What to do: Set out everything in the records from the line containing "Bounding boxes for man's hand." down to the line containing "[253, 135, 322, 276]", with both of those lines included, as a numbered list with blank lines dropped.

┄┄┄┄┄┄┄┄┄┄

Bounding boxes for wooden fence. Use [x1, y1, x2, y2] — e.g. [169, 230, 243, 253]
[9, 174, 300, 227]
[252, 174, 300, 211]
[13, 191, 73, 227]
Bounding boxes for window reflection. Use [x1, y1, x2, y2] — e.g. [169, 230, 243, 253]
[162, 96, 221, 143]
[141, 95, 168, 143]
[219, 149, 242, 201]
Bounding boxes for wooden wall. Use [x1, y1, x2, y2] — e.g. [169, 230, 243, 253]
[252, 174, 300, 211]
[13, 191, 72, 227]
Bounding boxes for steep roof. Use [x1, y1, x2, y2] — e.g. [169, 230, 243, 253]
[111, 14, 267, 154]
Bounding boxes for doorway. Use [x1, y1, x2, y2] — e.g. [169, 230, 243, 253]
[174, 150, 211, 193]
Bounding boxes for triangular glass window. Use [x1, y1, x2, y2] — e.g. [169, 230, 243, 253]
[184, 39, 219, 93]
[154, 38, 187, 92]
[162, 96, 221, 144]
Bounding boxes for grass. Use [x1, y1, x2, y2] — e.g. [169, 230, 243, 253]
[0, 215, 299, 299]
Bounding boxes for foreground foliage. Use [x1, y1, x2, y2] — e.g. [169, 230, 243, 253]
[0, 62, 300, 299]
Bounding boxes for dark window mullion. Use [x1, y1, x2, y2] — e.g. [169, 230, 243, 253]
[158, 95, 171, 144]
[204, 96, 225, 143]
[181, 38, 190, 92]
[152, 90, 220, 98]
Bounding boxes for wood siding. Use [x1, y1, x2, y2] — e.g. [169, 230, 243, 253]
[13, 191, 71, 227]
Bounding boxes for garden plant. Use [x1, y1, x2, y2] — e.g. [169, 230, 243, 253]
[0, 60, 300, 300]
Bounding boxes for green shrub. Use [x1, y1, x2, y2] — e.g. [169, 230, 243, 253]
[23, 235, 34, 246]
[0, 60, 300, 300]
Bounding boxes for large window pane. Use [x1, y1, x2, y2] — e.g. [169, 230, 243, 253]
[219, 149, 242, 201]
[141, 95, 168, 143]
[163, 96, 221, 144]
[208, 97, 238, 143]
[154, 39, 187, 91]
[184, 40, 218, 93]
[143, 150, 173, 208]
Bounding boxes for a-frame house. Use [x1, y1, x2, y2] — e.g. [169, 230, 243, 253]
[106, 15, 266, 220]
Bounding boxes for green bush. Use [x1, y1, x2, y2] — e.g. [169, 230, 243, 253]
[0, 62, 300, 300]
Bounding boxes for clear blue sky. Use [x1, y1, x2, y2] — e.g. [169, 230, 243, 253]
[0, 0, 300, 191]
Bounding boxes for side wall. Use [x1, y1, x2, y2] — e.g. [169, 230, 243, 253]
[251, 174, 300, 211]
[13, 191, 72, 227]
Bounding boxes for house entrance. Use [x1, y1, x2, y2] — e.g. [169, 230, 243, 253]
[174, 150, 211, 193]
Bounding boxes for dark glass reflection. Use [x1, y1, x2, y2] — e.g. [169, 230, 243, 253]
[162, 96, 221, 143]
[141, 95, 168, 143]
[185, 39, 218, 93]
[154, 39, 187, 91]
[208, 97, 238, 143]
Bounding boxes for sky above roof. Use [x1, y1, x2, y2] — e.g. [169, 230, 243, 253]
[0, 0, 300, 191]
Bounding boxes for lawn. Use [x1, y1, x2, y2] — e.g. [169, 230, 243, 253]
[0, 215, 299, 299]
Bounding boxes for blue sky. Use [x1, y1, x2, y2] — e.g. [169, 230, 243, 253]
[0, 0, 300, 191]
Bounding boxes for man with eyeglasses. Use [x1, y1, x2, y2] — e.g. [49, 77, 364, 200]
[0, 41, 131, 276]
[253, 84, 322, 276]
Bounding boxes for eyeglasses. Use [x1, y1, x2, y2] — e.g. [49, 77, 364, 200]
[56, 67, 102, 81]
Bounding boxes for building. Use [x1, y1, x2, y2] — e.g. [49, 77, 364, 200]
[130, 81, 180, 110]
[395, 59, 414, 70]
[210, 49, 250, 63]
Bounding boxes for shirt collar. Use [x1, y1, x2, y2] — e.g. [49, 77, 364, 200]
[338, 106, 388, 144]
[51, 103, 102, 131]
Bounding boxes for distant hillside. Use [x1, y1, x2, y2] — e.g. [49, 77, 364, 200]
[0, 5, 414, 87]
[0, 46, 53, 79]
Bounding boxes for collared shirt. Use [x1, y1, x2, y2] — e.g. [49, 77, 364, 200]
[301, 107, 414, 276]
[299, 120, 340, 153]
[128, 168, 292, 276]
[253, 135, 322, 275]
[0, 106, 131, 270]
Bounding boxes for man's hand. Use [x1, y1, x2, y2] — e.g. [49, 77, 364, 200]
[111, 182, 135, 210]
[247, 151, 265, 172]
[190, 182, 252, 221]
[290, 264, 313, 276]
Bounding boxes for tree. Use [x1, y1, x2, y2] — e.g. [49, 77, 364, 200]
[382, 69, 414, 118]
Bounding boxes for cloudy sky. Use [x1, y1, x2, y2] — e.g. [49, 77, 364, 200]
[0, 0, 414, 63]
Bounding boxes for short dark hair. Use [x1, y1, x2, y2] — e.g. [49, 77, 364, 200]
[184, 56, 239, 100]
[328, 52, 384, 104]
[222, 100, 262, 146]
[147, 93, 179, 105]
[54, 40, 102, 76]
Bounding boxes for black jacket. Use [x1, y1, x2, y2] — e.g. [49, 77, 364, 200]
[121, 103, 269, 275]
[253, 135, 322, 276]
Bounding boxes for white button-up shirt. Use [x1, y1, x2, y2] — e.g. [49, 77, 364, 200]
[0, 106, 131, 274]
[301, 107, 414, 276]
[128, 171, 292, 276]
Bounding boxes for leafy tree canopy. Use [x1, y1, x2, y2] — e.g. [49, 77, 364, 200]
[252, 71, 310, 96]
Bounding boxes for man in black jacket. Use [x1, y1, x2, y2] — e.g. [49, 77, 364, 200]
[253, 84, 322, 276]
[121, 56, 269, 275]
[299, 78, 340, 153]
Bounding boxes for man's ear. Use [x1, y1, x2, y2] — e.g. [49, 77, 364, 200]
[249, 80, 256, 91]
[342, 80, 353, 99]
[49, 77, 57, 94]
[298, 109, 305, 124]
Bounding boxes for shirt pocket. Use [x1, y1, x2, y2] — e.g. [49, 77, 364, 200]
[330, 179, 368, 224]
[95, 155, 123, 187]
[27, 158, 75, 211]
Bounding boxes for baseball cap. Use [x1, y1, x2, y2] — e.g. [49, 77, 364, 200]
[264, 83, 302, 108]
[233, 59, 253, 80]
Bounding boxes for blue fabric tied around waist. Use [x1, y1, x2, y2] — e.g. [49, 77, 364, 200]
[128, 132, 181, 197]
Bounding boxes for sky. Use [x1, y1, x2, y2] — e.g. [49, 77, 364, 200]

┄┄┄┄┄┄┄┄┄┄

In response:
1. Bounding boxes for man's hand. Use [x1, y1, x2, y2] — e.g. [49, 77, 364, 200]
2. [111, 182, 135, 210]
3. [247, 151, 265, 172]
4. [190, 182, 252, 221]
5. [290, 264, 313, 276]
6. Bounding boxes for tree. Use [x1, y1, x2, y2] — e.g. [49, 77, 364, 200]
7. [382, 69, 414, 118]
8. Bounding boxes for cloudy sky. Use [x1, y1, x2, y2] — e.g. [49, 77, 364, 200]
9. [0, 0, 414, 63]
10. Bounding boxes for short dark hair. Use [x1, y1, x2, y2] — e.g. [49, 77, 364, 200]
11. [184, 56, 239, 100]
12. [328, 52, 384, 104]
13. [222, 100, 262, 146]
14. [147, 93, 179, 105]
15. [54, 40, 102, 76]
16. Bounding boxes for black jacket. Use [x1, y1, x2, y2] — e.g. [49, 77, 364, 200]
17. [121, 103, 269, 275]
18. [253, 135, 322, 276]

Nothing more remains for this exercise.